### Task details:
Show me each line of the listing below where the word "positive" appears.
==== Extracted data
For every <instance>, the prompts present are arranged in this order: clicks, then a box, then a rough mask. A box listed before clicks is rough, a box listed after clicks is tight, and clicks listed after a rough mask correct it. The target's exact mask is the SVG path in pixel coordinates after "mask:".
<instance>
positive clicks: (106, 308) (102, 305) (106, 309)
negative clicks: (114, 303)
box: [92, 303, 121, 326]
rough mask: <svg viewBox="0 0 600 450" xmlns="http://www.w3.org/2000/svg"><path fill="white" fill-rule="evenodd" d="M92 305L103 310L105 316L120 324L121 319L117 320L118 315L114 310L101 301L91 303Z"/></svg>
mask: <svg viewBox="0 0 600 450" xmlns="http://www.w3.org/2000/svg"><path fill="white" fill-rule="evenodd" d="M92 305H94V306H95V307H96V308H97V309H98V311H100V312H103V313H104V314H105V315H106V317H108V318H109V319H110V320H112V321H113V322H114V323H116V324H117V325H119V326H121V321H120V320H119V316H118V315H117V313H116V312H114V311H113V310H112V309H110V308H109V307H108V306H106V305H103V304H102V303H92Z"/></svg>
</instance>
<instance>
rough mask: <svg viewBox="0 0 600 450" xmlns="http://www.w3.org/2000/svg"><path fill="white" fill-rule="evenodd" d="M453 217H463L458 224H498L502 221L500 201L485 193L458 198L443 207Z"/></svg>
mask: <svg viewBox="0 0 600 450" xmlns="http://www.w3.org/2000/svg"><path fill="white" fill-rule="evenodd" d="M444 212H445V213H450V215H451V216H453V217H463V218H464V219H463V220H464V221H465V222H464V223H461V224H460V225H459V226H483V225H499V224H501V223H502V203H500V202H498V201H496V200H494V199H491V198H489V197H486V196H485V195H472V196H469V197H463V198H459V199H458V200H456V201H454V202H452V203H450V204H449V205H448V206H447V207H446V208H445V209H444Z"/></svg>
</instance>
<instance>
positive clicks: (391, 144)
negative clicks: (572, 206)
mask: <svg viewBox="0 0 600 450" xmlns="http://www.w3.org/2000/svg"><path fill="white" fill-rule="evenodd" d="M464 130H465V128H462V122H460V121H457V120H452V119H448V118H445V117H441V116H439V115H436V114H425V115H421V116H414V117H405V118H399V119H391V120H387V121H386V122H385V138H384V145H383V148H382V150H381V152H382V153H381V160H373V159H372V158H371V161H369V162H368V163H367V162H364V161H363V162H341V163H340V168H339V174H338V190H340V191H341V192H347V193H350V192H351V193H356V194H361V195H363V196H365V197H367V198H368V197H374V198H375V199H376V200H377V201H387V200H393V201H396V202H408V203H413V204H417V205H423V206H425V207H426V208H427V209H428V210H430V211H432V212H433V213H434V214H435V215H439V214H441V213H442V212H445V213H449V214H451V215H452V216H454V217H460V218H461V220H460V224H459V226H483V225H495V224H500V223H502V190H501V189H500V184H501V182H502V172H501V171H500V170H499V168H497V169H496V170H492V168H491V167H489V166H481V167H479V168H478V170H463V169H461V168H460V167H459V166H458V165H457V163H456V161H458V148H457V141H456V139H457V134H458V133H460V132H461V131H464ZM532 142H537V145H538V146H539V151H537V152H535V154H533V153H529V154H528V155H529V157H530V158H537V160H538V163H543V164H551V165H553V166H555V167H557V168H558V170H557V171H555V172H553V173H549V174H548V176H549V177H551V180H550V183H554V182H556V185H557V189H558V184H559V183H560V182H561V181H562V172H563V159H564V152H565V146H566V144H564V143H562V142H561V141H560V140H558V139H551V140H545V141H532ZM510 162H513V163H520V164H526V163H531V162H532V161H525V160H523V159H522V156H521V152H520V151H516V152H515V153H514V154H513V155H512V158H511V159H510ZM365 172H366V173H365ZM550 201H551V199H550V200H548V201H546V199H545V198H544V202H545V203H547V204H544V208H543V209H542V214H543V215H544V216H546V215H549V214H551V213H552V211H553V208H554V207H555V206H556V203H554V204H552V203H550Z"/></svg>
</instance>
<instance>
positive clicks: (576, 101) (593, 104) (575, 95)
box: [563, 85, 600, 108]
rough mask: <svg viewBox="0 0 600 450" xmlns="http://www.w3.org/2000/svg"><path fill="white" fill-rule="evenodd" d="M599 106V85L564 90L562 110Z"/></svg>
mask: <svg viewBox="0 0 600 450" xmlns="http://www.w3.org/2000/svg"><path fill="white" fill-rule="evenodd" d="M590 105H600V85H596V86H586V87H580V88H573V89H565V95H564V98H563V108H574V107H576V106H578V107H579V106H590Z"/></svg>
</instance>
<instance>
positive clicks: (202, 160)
========
### Solved exercise:
positive clicks: (106, 308) (102, 305) (106, 309)
positive clicks: (391, 144)
positive clicks: (576, 101) (593, 104) (575, 95)
positive clicks: (202, 160)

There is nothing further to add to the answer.